[MATERIAL SHOWN Boundary: Start]
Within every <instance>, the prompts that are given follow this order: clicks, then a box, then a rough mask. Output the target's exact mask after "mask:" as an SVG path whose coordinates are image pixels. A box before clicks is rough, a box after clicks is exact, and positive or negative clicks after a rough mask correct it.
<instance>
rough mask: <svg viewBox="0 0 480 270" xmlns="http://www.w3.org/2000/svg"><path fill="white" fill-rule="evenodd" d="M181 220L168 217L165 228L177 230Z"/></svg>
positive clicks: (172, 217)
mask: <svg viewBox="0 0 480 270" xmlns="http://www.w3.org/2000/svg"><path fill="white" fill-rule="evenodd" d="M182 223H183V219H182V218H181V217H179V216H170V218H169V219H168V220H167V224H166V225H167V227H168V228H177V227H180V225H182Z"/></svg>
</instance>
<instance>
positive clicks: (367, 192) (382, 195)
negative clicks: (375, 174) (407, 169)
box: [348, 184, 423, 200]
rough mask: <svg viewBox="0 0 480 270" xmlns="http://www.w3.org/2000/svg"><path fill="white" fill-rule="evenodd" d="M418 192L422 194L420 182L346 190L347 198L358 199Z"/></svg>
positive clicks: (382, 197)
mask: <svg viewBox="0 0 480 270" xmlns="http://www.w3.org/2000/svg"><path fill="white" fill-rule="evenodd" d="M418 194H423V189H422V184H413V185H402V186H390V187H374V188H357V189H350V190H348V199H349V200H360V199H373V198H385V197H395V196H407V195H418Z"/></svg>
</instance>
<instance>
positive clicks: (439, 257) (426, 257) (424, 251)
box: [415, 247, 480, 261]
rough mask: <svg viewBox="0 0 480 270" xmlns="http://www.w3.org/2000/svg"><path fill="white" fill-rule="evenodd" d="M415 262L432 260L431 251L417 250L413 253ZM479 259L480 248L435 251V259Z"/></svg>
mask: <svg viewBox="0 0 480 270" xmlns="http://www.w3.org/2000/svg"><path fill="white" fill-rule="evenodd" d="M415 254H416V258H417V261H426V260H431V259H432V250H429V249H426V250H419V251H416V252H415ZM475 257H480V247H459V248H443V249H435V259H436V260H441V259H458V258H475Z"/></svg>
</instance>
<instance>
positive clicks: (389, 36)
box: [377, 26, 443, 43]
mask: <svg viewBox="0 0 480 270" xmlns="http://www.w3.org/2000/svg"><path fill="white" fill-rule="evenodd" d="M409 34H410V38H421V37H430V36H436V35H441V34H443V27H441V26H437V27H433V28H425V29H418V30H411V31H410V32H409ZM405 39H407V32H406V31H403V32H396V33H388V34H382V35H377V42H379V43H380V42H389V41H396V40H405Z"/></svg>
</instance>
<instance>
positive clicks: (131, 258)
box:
[MATERIAL SHOWN Boundary: End]
WHAT IS NEEDED: For this exercise, copy word for word the line that contains "262L432 260L431 251L417" and every line after it, ending with the last line of the entries above.

EXERCISE RESULT:
rough mask: <svg viewBox="0 0 480 270" xmlns="http://www.w3.org/2000/svg"><path fill="white" fill-rule="evenodd" d="M415 262L432 260L431 251L417 250L413 253ZM479 259L480 248L435 251V259Z"/></svg>
mask: <svg viewBox="0 0 480 270" xmlns="http://www.w3.org/2000/svg"><path fill="white" fill-rule="evenodd" d="M415 254H416V258H417V261H426V260H431V259H432V250H429V249H426V250H419V251H416V252H415ZM475 257H480V247H459V248H443V249H435V259H436V260H441V259H458V258H475Z"/></svg>
</instance>
<instance>
positive clicks: (389, 36)
box: [377, 26, 443, 43]
mask: <svg viewBox="0 0 480 270" xmlns="http://www.w3.org/2000/svg"><path fill="white" fill-rule="evenodd" d="M409 34H410V38H421V37H430V36H436V35H441V34H443V27H441V26H437V27H433V28H425V29H418V30H411V31H410V32H409ZM405 39H407V32H406V31H403V32H396V33H388V34H382V35H377V42H379V43H380V42H389V41H396V40H405Z"/></svg>
</instance>
<instance>
positive clicks: (131, 258)
box:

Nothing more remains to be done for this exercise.